● **Übungstext**:

--------

Gibt es noch Kontakte und einen Bezug zum Sauerland?

Ja klar, sowohl in Bleche, als auch aus Meinerzhagen und Umgebung sind viele Freundschaften erhalten geblieben. Auch wenn man sich vielleicht nicht mehr so oft sieht. Und dank der neuen Medien kriegt man auch mit, was die Leute so treiben.

Südwestfalen zählt rund 130 Hidden Champions und Weltmarktführer, darunter auch viele Familienbetriebe. Ist das ein Nährboden für Sprunginnovationen?

Es braucht vor allem die Erfinder mit merkantilem Touch. Die gibt es überall, und natürlich ganz besonders im Mittelstand. Aber auch die Brücke aus der Forschung in die Wirtschaft kann mit guter Zusammenarbeit äußerst fruchtbare Ergebnisse produzieren.

Südwestfalen kann sich dazu leicht ins Ruhrgebiet, Rheinland und Münsterland orientieren, um Kontakte mit den Unis und Instituten zu knüpfen. Denn diese brauchen den Kontakt in leistungsfähige Unternehmen, die ihre Ideen skalieren können.

Hat die Sauerländer Tüftler- und Macher-Mentalität Sie inspiriert oder motiviert?

Also anpacken habe ich da in jedem Fall gelernt; neugierig sein, ausprobieren, machen. Und auch mal fünf gerade sein lassen.

In einem Spiegel-Interview haben Sie 2019 das Auto als letzte Sprunginnovation bezeichnet. Hat auch der mRNA-Impfstoff (Biontech) das Potenzial?

--------

● **Gespeicherte Daten**:

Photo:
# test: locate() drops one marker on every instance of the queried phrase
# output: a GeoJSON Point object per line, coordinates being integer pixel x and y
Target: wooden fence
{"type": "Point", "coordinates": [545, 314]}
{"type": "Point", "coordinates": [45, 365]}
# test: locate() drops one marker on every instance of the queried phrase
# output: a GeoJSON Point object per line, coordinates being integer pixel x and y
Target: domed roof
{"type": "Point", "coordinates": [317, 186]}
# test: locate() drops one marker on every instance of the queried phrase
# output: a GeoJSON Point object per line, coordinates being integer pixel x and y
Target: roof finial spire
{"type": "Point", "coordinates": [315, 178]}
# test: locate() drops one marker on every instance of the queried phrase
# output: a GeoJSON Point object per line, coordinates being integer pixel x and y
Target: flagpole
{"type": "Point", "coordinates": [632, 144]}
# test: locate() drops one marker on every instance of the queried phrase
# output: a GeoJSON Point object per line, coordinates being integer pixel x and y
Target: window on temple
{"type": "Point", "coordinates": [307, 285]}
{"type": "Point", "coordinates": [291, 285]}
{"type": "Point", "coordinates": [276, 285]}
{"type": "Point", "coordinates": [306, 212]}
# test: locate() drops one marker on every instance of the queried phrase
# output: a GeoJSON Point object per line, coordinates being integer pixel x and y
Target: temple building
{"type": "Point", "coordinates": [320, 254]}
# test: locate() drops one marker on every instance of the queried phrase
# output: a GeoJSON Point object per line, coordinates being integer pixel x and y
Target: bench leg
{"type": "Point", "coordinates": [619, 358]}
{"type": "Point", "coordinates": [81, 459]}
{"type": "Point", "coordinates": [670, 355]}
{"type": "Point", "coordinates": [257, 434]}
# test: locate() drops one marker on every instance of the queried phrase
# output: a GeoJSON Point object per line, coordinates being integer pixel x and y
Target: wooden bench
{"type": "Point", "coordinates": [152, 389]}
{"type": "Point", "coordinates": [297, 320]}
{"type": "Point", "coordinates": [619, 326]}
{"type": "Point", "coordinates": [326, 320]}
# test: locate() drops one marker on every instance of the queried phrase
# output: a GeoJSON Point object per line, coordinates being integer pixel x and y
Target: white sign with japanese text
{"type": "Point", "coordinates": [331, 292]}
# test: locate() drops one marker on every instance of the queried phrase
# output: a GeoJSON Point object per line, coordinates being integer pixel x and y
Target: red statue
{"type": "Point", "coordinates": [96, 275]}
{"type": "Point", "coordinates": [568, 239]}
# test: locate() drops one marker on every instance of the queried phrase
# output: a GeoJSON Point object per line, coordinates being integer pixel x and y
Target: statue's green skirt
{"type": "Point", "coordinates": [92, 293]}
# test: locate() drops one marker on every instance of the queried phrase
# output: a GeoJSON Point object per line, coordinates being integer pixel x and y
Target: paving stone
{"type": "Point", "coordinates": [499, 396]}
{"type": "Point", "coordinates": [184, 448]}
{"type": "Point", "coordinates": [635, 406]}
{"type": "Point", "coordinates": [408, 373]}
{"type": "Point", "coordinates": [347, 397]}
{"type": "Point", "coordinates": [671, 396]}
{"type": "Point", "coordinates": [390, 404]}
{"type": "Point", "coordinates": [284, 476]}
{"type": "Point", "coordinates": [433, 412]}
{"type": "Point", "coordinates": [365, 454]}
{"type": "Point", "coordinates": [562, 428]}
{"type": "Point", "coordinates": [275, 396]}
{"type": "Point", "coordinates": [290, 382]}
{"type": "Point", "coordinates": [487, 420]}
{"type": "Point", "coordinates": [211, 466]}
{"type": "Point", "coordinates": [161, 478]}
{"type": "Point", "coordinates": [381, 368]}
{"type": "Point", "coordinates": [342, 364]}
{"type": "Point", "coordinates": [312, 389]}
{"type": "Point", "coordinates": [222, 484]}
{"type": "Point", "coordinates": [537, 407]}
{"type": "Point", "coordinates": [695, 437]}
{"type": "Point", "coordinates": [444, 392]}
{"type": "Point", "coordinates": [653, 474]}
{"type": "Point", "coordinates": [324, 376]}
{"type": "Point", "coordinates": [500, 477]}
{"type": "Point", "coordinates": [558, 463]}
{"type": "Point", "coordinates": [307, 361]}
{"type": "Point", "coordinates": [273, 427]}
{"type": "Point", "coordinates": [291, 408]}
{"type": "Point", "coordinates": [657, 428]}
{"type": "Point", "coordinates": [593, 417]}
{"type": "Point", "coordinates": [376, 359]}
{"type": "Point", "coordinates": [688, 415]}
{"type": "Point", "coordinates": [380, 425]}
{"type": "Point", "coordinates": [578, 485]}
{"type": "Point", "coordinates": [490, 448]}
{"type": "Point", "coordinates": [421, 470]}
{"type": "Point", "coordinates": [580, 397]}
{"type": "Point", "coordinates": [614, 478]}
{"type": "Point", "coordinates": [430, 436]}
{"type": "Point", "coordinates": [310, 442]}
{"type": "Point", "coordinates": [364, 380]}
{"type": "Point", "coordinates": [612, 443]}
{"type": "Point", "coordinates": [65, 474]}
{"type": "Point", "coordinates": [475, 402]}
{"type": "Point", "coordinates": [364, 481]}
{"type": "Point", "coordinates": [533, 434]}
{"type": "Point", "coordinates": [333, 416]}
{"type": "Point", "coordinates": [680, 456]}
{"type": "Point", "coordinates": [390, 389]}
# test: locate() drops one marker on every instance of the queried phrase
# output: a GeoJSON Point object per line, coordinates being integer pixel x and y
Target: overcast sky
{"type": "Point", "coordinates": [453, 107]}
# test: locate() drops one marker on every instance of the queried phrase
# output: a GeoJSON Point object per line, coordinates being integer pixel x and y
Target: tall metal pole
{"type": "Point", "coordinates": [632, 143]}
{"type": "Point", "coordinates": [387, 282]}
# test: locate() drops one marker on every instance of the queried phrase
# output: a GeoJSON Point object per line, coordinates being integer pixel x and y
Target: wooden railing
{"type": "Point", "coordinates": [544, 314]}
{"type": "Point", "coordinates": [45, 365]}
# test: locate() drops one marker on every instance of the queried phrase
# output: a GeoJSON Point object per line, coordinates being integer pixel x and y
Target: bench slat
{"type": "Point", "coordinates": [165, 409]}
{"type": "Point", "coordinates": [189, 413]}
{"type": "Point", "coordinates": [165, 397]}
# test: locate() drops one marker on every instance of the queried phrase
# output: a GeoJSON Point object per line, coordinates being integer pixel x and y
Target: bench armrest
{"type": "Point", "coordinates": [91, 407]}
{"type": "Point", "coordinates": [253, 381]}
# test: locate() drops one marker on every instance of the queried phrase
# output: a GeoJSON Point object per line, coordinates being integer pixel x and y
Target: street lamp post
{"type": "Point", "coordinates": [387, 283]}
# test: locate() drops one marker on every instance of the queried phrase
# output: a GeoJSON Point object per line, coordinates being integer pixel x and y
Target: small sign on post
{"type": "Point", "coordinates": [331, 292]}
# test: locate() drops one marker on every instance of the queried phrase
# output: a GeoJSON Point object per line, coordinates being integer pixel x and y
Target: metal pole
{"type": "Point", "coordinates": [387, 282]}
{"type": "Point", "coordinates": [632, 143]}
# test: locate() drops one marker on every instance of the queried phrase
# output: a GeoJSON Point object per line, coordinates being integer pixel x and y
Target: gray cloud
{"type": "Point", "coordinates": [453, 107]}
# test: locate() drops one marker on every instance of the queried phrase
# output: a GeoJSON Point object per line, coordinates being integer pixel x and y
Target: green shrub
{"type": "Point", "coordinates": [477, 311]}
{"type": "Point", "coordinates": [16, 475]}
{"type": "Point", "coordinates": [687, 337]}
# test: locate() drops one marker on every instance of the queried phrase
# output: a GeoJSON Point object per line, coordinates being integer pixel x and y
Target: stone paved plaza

--------

● **Arbeitsaufträge**:
[a] Wie viele Hidden Champions und Weltmarktführer zählt Südwestfalen laut dem Übungstext?
[b] Prüfe, ob die folgenden Aussagen mit dem Übungstext übereinstimmen, und belege jede Antwort mit den entscheidenden Worten daraus. (i) Die Freundschaften in Bleche und Meinerzhagen sind abgebrochen. (ii) Es braucht vor allem Erfinder mit merkantilem Touch. (iii) Die befragte Person hat im Sauerland anpacken gelernt.
[c] Führe den Übungstext über Südwestfalen und Sprunginnovationen im Anschluss an seinen letzten Satz weiter.
Die Datensätze haben mit dem Übungstext nichts zu tun.

● **Lösungen**:
[a] Rund 130.

[b]
(i) Nein: „sowohl in Bleche, als auch aus Meinerzhagen und Umgebung sind viele Freundschaften erhalten geblieben“
(ii) Ja: „Es braucht vor allem die Erfinder mit merkantilem Touch.“
(iii) Ja: „Also anpacken habe ich da in jedem Fall gelernt“

[c]
Ich benutze das Auto stellvertretend in Interviews, um zu erklären, was eine „Sprunginnovation“ ist. Eine Sprunginnovation zeichnet sich dadurch aus, dass sich die Welt nach dieser Erfindung deutlich von der Welt vor dieser Erfindung unterscheidet. Natürlich gab es seit dem Auto viele weitere Sprunginnovationen wie Penicillin, Kunstdünger, den PC oder das Smartphone.

Während viele der weltverändernden Erfindungen Ende des 19. und Anfang des 20. Jahrhunderts aus Deutschland kamen, stammen die großen Neuerungen heute meist aus dem Ausland. Deutschland ist zwar weiterhin sehr gut in der Grundlagenforschung, allerdings sind andere Nationen weitaus erfolgreicher in der Schaffung neuer Industrien und Unternehmen, die auf neuen Technologien basieren.

Sie fragen nach dem Impfstoff Biontech: Die mRNA-Impfstoffe haben viele Milliarden Menschen vor schwerer Krankheit und Tod bewahrt und ganz immensen volkwirtschaftlichen Nutzen rund um den Globus gestiftet. Darüber hinaus bin ich zuversichtlich, dass die mRNA-Technologie in einigen Jahren auch die Grundlage für neue Therapiemöglichkeiten, z.B. gegen Krebserkrankungen, bringen wird. Insofern würde ich sagen: Ja, die mRNA-Technologie ist eine Sprunginnovation, bei der deutsche Forscher und Unternehmen eine herausragende Rolle spielen.

MINT ist ein Zauberwort und ein Titel, um den die Schulen ringen. Was raten Sie Schülern, wenn sie für die Zukunft fit sein wollen?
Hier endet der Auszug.